- **DESCRIPTION OF THE TASK**
Update the material below, from the line "Target: bare tree" through to its end, so that "eiffel tower" reads "Eiffel Tower", and leave every other part of those lines unchanged.
** Start **
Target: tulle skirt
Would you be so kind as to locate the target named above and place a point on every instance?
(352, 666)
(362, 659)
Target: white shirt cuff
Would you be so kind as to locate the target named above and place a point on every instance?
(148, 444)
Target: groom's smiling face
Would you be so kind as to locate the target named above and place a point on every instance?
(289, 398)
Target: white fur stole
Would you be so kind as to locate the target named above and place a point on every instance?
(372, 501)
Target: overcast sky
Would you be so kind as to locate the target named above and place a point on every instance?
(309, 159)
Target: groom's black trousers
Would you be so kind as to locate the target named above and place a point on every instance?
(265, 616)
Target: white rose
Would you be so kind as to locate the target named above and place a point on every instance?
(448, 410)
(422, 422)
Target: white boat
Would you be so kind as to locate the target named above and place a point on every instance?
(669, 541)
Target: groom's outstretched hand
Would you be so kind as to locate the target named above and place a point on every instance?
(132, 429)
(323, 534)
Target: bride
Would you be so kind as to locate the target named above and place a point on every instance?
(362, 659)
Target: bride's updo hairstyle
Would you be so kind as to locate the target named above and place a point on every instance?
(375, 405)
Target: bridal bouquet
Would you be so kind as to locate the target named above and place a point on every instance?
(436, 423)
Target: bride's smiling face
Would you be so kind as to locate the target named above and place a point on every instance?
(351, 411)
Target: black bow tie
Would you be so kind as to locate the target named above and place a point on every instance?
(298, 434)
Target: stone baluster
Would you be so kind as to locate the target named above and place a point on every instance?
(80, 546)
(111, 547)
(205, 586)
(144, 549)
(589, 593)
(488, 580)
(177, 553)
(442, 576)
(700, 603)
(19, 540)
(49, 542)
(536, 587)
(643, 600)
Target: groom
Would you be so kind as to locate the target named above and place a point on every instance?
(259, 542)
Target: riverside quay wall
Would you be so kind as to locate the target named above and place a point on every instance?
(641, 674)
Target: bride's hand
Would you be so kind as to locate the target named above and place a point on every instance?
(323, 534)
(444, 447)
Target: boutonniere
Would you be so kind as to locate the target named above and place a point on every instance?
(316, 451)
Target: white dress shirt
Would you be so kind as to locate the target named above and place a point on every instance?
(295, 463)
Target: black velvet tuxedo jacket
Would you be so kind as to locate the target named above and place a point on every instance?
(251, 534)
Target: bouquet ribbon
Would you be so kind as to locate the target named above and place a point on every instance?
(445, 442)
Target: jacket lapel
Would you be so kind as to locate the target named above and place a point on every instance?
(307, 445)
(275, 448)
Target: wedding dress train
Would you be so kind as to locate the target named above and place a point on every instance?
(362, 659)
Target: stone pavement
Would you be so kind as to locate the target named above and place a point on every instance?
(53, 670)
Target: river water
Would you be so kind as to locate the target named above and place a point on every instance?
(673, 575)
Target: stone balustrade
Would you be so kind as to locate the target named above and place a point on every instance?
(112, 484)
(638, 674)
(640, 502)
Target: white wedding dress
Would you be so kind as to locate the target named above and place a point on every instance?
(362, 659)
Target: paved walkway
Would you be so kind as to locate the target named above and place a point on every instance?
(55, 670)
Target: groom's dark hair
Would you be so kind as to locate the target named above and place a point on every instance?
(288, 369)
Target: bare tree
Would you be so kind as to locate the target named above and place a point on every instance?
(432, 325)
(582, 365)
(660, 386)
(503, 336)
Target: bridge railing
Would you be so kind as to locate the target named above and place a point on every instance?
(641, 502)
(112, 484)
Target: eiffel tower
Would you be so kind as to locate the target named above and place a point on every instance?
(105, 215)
** End **
- **TASK OUTPUT**
Target: bare tree
Would you be so kind as to locate the target named above and place a point on every instance?
(432, 325)
(582, 365)
(660, 386)
(503, 336)
Target: bridge railing
Would you be so kind as to locate the target named above and place a point on every instance?
(641, 502)
(112, 484)
Target: Eiffel Tower
Would you be so kind as to locate the target named above and place a point on every instance?
(105, 215)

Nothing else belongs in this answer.